» The request: Convert the lines below into a JSON list of strings, one string per line and no blank lines. Begin at the line that contains "Segment the dark wooden" and stop after the line that contains "left=2, top=0, right=426, bottom=55".

» Records shown:
____

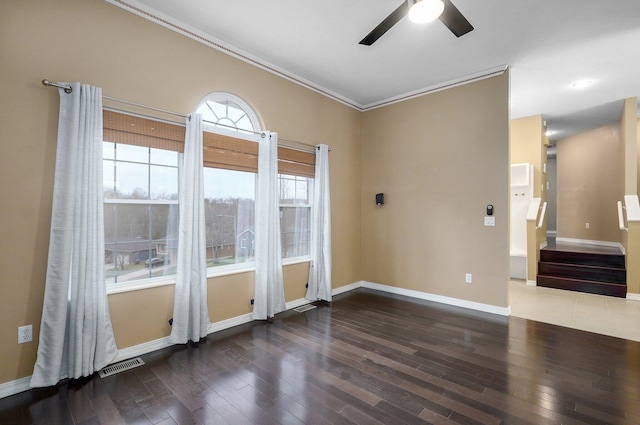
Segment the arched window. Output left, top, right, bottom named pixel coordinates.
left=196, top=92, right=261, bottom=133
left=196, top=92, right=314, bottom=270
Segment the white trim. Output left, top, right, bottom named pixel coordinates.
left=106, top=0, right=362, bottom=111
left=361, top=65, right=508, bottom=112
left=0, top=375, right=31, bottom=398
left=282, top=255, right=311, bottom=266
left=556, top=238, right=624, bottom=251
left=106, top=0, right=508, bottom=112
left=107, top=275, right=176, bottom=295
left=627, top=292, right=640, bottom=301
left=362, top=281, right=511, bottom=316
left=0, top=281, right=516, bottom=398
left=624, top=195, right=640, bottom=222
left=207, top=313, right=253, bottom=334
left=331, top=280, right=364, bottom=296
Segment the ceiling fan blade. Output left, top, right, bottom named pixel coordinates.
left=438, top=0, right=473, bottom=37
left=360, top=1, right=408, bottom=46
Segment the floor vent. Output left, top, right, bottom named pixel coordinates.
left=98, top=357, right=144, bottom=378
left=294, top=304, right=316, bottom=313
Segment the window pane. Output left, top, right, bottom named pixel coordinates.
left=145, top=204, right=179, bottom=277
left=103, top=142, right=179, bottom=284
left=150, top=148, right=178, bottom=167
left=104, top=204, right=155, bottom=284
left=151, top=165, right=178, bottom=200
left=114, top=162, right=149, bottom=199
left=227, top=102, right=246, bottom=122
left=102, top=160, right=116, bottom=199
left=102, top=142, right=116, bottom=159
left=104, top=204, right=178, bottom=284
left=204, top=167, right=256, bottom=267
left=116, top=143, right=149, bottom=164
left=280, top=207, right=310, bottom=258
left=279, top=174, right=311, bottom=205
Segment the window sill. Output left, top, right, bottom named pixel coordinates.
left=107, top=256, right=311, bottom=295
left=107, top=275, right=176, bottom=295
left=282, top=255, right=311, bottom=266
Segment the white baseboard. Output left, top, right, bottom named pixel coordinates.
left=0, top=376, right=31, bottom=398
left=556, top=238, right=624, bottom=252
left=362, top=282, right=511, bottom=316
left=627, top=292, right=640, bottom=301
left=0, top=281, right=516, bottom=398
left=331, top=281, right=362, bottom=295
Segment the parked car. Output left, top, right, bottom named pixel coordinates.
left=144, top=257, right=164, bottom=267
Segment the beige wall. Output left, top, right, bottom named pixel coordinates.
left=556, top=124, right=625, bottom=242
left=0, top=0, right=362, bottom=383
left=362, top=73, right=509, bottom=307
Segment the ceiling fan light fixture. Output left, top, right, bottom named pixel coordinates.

____

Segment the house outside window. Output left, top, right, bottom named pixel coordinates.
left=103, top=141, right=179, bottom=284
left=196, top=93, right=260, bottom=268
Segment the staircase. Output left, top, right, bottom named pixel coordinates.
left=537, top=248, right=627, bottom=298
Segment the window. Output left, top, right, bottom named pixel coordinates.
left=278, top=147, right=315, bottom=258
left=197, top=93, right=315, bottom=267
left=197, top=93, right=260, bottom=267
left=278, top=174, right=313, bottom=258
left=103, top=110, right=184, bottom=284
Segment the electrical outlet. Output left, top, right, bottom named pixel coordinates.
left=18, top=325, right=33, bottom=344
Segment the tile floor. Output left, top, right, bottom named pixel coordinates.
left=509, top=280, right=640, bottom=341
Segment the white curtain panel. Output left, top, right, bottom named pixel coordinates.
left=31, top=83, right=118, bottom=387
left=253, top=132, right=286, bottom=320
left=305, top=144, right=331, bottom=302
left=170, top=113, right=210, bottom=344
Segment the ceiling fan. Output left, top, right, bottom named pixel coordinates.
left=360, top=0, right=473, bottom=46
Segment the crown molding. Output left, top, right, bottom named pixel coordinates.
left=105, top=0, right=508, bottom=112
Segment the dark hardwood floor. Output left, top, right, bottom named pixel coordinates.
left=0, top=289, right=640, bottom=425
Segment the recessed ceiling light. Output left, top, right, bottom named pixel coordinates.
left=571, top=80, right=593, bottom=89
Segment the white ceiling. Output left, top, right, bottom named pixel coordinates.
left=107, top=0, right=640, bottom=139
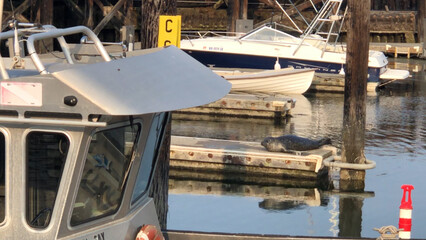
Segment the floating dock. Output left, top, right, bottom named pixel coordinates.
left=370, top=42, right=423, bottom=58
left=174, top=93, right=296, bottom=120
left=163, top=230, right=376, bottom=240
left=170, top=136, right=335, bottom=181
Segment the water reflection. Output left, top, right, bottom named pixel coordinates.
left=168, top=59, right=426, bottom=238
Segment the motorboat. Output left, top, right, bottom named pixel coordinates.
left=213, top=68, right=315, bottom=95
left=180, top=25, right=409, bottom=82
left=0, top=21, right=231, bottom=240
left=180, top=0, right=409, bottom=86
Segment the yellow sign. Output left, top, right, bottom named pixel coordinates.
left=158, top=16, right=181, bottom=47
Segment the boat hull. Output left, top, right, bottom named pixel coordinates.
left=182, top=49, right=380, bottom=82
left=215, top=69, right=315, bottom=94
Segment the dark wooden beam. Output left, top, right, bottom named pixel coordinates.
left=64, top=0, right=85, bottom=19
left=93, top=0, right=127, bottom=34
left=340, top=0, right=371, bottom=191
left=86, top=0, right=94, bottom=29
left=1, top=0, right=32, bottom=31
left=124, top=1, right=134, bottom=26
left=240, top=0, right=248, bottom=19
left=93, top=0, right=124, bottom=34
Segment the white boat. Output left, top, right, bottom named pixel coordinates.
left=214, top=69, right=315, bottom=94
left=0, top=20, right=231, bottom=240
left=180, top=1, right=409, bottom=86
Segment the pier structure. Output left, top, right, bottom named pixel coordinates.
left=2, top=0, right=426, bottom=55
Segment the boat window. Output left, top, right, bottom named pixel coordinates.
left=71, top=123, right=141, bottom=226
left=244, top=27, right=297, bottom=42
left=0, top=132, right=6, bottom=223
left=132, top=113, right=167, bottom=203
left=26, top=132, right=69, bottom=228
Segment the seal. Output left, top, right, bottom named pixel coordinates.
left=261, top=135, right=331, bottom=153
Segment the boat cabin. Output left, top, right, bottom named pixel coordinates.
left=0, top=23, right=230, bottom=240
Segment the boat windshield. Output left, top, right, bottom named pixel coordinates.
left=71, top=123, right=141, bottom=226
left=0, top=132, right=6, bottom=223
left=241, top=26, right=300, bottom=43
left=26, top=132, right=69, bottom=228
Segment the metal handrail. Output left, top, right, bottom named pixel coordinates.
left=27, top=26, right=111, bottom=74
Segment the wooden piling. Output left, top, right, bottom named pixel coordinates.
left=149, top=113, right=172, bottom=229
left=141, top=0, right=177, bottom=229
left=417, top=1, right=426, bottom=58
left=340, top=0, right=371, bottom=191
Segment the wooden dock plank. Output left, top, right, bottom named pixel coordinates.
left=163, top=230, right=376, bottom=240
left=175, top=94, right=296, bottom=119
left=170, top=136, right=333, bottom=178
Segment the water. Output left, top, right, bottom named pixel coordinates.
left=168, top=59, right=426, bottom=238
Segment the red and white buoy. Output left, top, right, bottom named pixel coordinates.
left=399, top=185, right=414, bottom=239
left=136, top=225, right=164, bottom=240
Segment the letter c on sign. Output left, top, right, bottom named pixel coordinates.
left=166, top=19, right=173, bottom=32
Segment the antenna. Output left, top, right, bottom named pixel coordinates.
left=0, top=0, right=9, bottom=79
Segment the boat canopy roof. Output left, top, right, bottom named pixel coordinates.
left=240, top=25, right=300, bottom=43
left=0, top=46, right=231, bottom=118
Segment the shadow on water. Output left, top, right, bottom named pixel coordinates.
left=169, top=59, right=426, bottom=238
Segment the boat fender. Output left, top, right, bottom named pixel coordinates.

____

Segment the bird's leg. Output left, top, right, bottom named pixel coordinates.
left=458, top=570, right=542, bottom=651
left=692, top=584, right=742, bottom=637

____

» Reply:
[
  "Segment the dark wooden beam. Output left, top, right, bottom named pixel coordinates.",
  "left=64, top=0, right=85, bottom=19",
  "left=93, top=0, right=127, bottom=34",
  "left=340, top=0, right=371, bottom=191",
  "left=86, top=0, right=94, bottom=29",
  "left=1, top=0, right=32, bottom=31",
  "left=124, top=1, right=134, bottom=26",
  "left=240, top=0, right=248, bottom=19",
  "left=93, top=0, right=124, bottom=34",
  "Segment the white boat. Output left, top, right, bottom named pixel coordinates.",
  "left=214, top=69, right=315, bottom=94",
  "left=0, top=20, right=231, bottom=240",
  "left=180, top=1, right=409, bottom=86",
  "Segment the pier structure. Output left, top, right, bottom named pixel coordinates.",
  "left=2, top=0, right=426, bottom=55"
]